Copy out the records below in full, replacing every "put a marker on" with "place a dot on" and keeping everything else the same.
================================
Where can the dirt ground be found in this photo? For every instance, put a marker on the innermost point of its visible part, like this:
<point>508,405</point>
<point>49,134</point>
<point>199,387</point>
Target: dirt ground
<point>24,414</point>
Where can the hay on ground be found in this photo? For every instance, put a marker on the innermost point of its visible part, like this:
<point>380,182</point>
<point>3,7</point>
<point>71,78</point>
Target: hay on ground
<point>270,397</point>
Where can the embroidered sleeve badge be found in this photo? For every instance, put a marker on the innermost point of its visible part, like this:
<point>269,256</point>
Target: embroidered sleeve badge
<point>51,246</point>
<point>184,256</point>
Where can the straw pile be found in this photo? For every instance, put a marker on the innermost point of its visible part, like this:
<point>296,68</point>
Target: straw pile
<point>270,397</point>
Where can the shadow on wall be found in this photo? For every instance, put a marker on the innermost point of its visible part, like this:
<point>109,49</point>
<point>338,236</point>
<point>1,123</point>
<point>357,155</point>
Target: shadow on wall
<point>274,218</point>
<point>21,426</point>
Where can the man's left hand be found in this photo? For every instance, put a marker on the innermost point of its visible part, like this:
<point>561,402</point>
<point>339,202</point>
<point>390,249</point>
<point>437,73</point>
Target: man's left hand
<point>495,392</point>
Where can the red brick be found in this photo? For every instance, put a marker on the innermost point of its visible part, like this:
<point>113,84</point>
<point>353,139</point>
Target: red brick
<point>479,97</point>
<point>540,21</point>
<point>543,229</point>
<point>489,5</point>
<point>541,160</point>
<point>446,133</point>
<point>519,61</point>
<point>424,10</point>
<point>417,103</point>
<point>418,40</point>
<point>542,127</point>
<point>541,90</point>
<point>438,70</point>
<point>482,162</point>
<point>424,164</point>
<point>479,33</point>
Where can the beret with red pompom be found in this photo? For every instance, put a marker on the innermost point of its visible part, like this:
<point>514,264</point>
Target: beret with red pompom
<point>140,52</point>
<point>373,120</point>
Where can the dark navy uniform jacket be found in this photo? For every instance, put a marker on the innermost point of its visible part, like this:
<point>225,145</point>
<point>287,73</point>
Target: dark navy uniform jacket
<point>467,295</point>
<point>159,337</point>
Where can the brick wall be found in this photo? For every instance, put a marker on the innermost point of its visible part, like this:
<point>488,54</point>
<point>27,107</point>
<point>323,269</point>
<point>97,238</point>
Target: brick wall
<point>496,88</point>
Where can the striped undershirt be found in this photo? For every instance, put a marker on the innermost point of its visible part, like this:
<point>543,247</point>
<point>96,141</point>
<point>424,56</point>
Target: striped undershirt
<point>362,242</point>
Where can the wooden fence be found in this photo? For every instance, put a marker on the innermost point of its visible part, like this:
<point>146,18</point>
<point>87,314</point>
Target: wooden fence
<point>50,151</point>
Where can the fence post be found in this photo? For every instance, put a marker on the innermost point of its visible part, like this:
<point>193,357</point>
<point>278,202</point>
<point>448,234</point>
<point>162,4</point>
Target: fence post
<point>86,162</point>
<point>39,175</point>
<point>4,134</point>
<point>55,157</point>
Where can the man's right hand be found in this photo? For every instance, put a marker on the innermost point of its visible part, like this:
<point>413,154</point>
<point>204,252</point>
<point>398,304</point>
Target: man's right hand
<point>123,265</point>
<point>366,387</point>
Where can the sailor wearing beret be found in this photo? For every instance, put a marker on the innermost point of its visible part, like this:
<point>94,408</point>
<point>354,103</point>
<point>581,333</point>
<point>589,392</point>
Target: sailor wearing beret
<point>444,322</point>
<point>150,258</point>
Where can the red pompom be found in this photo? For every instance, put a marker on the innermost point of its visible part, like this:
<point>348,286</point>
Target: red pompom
================================
- _Solution to the problem_
Where can the dirt ground be found in this photo? For every instance, place a dot on the innermost point of its visible part, like this:
<point>508,405</point>
<point>49,134</point>
<point>199,387</point>
Target: dirt ground
<point>24,414</point>
Where can the hay on ground be found in this photo? For every instance, place a dot on the innermost point of its visible part, like this:
<point>380,182</point>
<point>3,7</point>
<point>71,78</point>
Target: hay on ground
<point>270,397</point>
Where can the embroidered sleeve badge be found in this photo? For every instance, place a dot on the innermost point of its visible part, like this:
<point>269,256</point>
Target: embroidered sleeve badge
<point>51,246</point>
<point>184,256</point>
Where can the straw pile be found in this photo? For every instance, place a dot on the innermost point of its visible part, like this:
<point>296,68</point>
Target: straw pile
<point>270,397</point>
Where can the shadow on wall be found in this photo? For every instance, place a dot on the innermost point of its visible part, like this:
<point>109,49</point>
<point>338,236</point>
<point>1,123</point>
<point>357,155</point>
Target: shadow on wall
<point>274,218</point>
<point>21,426</point>
Where can the man's left hand be found in this photo? For every instance, place a dot on the innermost point of its visible part, like this:
<point>561,402</point>
<point>339,202</point>
<point>390,249</point>
<point>437,73</point>
Target: man's left hand
<point>495,392</point>
Where can the red brick be found in this photo? For every instance, place a dot on the innermost point of its visible part, like this:
<point>113,84</point>
<point>353,139</point>
Target: red brick
<point>479,97</point>
<point>540,21</point>
<point>543,229</point>
<point>489,5</point>
<point>541,160</point>
<point>446,133</point>
<point>519,61</point>
<point>424,10</point>
<point>417,103</point>
<point>418,40</point>
<point>542,127</point>
<point>541,90</point>
<point>438,70</point>
<point>482,162</point>
<point>424,164</point>
<point>479,33</point>
Where can the beret with red pompom be found in this photo? For every instance, place a dot on the innermost point of its visible part, like this:
<point>514,264</point>
Target: beret with red pompom
<point>140,52</point>
<point>373,120</point>
Where can the dark navy uniform jacket be found in this photo? For every instance, place a dot on the innermost point of its visible part, like this:
<point>225,145</point>
<point>287,73</point>
Target: dark navy uniform jacket
<point>467,295</point>
<point>159,337</point>
Where can the brick wall be found in this photo? For every instance, place a dot on the innermost point of its visible part, like this:
<point>488,54</point>
<point>27,107</point>
<point>323,269</point>
<point>97,238</point>
Target: brick wall
<point>496,88</point>
Where can the striped undershirt be found in this photo? For every instance, place a dot on the innermost point of its visible part, like this:
<point>543,247</point>
<point>96,141</point>
<point>424,56</point>
Target: striped undershirt
<point>362,242</point>
Where can the wooden fence be found in this photo? For every instance, place a dot on the innermost point of its visible part, like this:
<point>146,18</point>
<point>87,314</point>
Target: wooden fence
<point>50,151</point>
Where can the fence post be found in this photo? For every instance, place a dot on the innermost point of its visible part, like this:
<point>193,357</point>
<point>278,202</point>
<point>448,234</point>
<point>162,4</point>
Target: fence post
<point>86,162</point>
<point>39,175</point>
<point>4,134</point>
<point>55,157</point>
Where can the man's right hand be found in this photo? For every instance, place a dot on the innermost point of its visible part, like this:
<point>413,154</point>
<point>204,252</point>
<point>398,304</point>
Target: man's right hand
<point>123,265</point>
<point>366,387</point>
Where can the sailor wearing beret be found in this photo? For every instance, place a dot on the innermost point of its visible part, like this:
<point>94,408</point>
<point>354,103</point>
<point>581,333</point>
<point>589,392</point>
Target: sailor wearing beret
<point>444,322</point>
<point>150,258</point>
Where can the red pompom be found in this photo? For every instance, place a dot on the innermost point of its visible part, like this:
<point>348,286</point>
Target: red pompom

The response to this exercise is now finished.